* _Stated exercise_
Format the items below as a Markdown table with two columns, "Row" for the line number and "Text" for the line, skipping blank lines. Leave the pictures out of the table.

* _Items excerpted from a collection_
• • • • • • •

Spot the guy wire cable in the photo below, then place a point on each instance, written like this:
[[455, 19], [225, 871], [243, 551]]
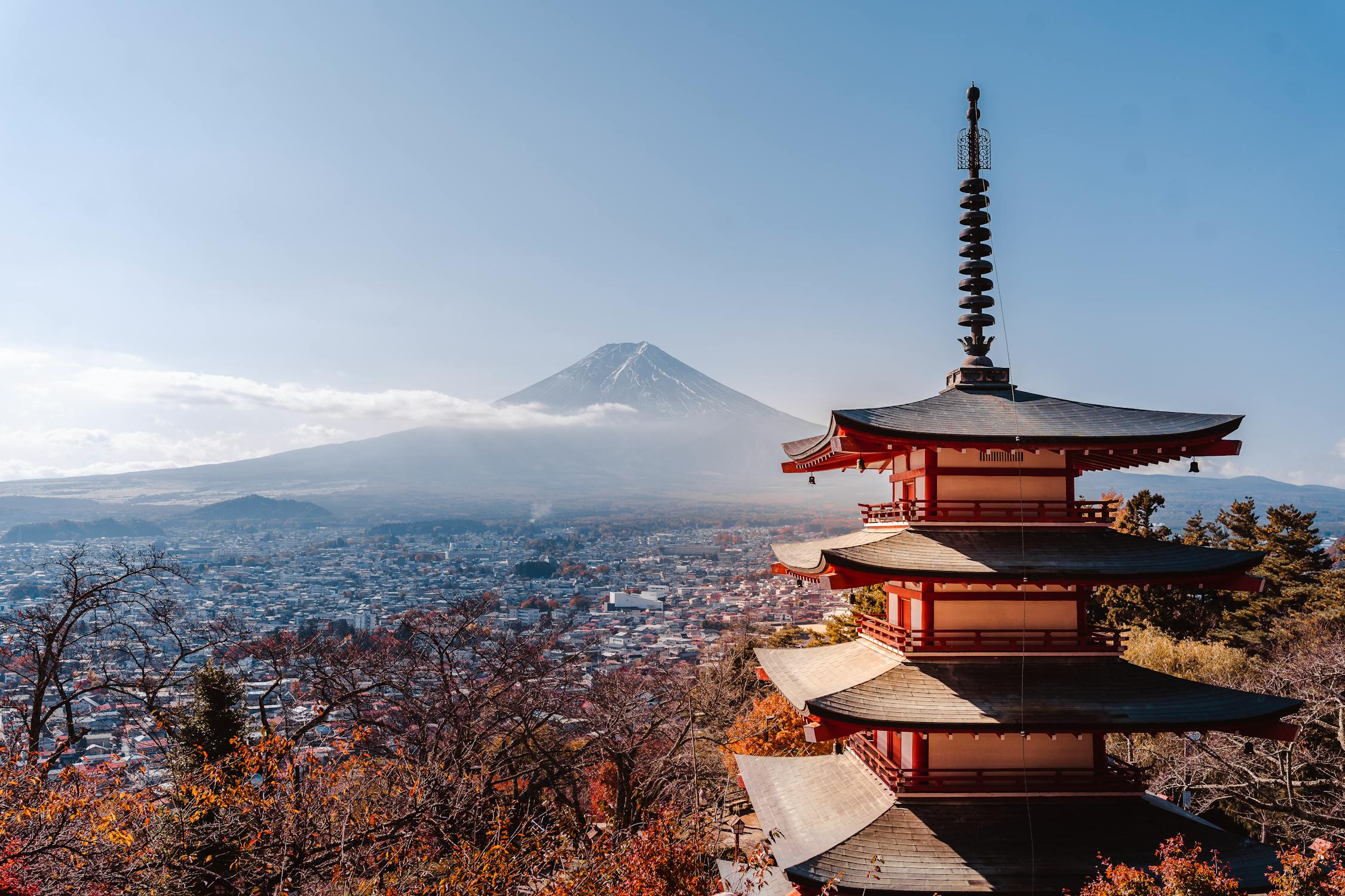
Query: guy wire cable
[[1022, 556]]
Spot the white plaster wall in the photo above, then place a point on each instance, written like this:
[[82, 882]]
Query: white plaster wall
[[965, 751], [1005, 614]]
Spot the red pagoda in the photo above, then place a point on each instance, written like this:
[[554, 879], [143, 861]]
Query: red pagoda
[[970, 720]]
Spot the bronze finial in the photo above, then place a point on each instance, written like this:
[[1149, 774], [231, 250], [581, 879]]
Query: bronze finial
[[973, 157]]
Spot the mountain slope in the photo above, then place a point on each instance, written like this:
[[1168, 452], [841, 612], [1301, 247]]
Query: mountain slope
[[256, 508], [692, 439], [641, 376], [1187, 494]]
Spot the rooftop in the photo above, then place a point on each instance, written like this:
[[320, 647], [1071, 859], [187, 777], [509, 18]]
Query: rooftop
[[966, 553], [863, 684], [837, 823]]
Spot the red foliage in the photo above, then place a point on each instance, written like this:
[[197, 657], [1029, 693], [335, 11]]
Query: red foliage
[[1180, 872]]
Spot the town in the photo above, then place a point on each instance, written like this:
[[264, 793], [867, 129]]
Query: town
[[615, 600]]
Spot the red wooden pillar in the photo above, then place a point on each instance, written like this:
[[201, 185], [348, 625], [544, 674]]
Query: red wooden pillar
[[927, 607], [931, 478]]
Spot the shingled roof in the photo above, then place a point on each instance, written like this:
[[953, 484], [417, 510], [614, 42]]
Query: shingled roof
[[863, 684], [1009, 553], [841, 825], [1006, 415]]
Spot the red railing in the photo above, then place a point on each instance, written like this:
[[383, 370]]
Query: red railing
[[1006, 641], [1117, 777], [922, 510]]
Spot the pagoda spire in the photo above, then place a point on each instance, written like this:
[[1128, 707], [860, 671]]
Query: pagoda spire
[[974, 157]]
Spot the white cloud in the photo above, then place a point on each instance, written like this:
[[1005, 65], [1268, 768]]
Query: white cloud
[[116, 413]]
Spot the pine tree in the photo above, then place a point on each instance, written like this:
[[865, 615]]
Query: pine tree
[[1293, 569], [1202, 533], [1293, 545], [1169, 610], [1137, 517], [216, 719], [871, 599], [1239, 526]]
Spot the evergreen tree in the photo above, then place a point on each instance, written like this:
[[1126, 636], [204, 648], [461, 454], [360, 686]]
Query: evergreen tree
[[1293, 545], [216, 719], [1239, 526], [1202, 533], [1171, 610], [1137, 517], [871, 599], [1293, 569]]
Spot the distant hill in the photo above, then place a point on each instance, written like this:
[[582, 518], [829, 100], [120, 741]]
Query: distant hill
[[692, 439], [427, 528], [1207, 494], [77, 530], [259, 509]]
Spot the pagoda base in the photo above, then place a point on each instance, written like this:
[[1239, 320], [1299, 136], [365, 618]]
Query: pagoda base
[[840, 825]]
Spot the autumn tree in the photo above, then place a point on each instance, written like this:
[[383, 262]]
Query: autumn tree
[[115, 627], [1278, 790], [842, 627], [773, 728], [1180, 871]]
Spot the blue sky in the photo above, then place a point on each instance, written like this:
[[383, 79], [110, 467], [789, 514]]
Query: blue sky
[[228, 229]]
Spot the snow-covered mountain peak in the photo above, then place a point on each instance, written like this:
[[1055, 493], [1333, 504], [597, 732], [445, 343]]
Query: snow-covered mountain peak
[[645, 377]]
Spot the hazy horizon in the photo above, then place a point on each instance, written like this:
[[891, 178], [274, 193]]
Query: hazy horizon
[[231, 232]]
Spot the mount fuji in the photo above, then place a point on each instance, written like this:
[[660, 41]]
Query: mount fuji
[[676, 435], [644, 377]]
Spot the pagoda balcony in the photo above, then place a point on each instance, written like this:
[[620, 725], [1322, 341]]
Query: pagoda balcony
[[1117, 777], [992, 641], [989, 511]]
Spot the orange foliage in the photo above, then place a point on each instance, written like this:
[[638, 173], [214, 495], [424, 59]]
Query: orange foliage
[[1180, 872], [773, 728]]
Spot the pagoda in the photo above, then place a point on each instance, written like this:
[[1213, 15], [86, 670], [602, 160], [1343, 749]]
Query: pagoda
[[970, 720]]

• • • • • • •

* _Expected output_
| Row | Text |
|---|---|
| 1 | Spot the guy wire cable in the photo below, then place a point on each instance, written like this: |
| 2 | [[455, 19], [225, 871], [243, 551]] |
| 3 | Query: guy wire cable |
| 4 | [[1022, 556]] |
| 5 | Spot the white plaster wall in the photo above, then place a point on each instance, written like this: |
| 6 | [[82, 882]] |
| 7 | Query: white plaster wall |
| 8 | [[965, 751], [1005, 614]] |
| 9 | Spot the red pagoda in the photo above, then place a point on each instance, written like this: |
| 10 | [[554, 879], [143, 861]] |
| 11 | Query: red pagoda |
| 12 | [[970, 720]] |
| 13 | Spot the bronze finial in the photo above, then place a point on each instance, written like this: |
| 14 | [[1149, 774], [231, 250], [581, 879]] |
| 15 | Query: bronze finial |
| 16 | [[973, 157]] |
| 17 | Spot the mountain slope in the photo above, then place a point on each instance, written like this: |
| 18 | [[1168, 452], [841, 612], [1301, 247]] |
| 19 | Query: mountain slope |
| 20 | [[256, 508], [692, 439], [641, 376], [1187, 494]] |
| 21 | Spot the rooftop in the photo above, then place a point on each instance, written like this: |
| 22 | [[320, 647], [1071, 859], [187, 777], [509, 18]] |
| 23 | Query: rooftop |
| 24 | [[966, 553], [863, 684], [837, 823]] |
| 25 | Spot the red foliage in the photo above, then place a point on each instance, written like this: |
| 26 | [[197, 657], [1029, 693], [335, 11]] |
| 27 | Query: red foliage |
| 28 | [[1180, 872]] |
| 29 | Spot the town in the photo above, then place a point on each instance, written like this: |
| 30 | [[264, 793], [867, 129]] |
| 31 | Query: town |
| 32 | [[615, 600]] |
| 33 | Spot the red wooden pillar in the photo above, then place a point on each instance, written like this: |
| 34 | [[201, 185], [348, 625], [544, 674]] |
| 35 | Query: red wooden pillar |
| 36 | [[927, 607], [931, 478]] |
| 37 | Spot the shingled roof in the photo above, then place a point on each instance, written like this: |
| 38 | [[953, 484], [417, 510], [614, 42]] |
| 39 | Query: shingled roof |
| 40 | [[863, 684], [1009, 553], [841, 825], [1006, 415]] |
| 41 | Spot the red railing in the photo above, then place a point on each instance, written like this: |
| 42 | [[383, 370]] |
| 43 | Query: red railing |
| 44 | [[1006, 641], [1117, 777], [922, 510]] |
| 45 | Spot the pagoda spire in the photo above, then place a point on each instance, written like this: |
| 46 | [[1128, 707], [860, 671]] |
| 47 | Query: pagoda spire |
| 48 | [[974, 157]] |
| 49 | Spot the white cloud in the photo above, then place a point on each instance, written like this: |
| 50 | [[1005, 65], [1268, 768]] |
| 51 | Query: white cloud |
| 52 | [[116, 413]] |
| 53 | Spot the pine tree in the photo above, then place a point on each instance, written like this: |
| 54 | [[865, 615]] |
| 55 | Query: pine tree |
| 56 | [[1293, 569], [1202, 533], [1293, 545], [1169, 610], [1137, 517], [216, 719], [871, 599], [1239, 526]] |
| 57 | Spot the evergreen tree in the photo above, then place a point on each instance, written like this: |
| 58 | [[1126, 636], [204, 648], [461, 454], [360, 686]] |
| 59 | Query: evergreen tree |
| 60 | [[1293, 545], [216, 719], [1239, 526], [1202, 533], [1171, 610], [1137, 517], [871, 599], [1293, 569]] |
| 61 | Spot the distant hill in the photo above, then place a point on each instance, written like this: |
| 62 | [[582, 518], [829, 100], [120, 741]] |
| 63 | Query: distant hill |
| 64 | [[692, 439], [427, 528], [1207, 494], [77, 530], [259, 509]] |
| 65 | Spot the pagoda base in the photo above, then place a point on each instance, written like this: |
| 66 | [[1239, 320], [1299, 136], [365, 618]] |
| 67 | Query: pagoda base |
| 68 | [[840, 825]] |
| 69 | Spot the autumn tree in the photo above, then place a point on each instance, written like this: |
| 70 | [[383, 262]] |
| 71 | Query: autumn tree |
| 72 | [[115, 627], [1278, 790], [842, 627], [773, 728], [1180, 871]] |
| 73 | Spot the blue sky in the photo above, then place a point on each instance, written like this: |
| 74 | [[383, 79], [110, 467], [789, 514]] |
| 75 | Query: blue sky |
| 76 | [[228, 229]] |
| 77 | Spot the snow-covered mountain peak in the photo above, then place a point on each instance, written like this: |
| 78 | [[1055, 493], [1333, 504], [597, 732], [445, 343]] |
| 79 | Query: snow-covered mountain peak |
| 80 | [[645, 377]] |
| 81 | Spot the hazy horizon in the photo above, then place a point on each instance, written like this: |
| 82 | [[891, 178], [274, 193]] |
| 83 | Query: hazy horizon |
| 84 | [[231, 232]] |
| 85 | Spot the mount fuji in the photo above, then place a point on each instance, written like this: |
| 86 | [[660, 41]] |
| 87 | Query: mount fuji |
| 88 | [[676, 435], [644, 377]] |
| 89 | Spot the pagoda balcony in the photo above, then place a point on each instance, written like this: |
| 90 | [[620, 725], [1322, 341]] |
| 91 | Query: pagoda balcony |
| 92 | [[1117, 777], [992, 641], [989, 511]] |
| 93 | Spot the orange foliage in the photo above, then place a point on each instance, written like this: |
| 94 | [[638, 173], [214, 495], [424, 59]] |
| 95 | Query: orange foliage |
| 96 | [[1180, 872], [773, 728]] |
| 97 | Spot the pagoda in the photo above, then place a point on each instance, written like this: |
| 98 | [[1213, 15], [86, 670], [602, 160], [1343, 749]] |
| 99 | Query: pagoda |
| 100 | [[970, 720]] |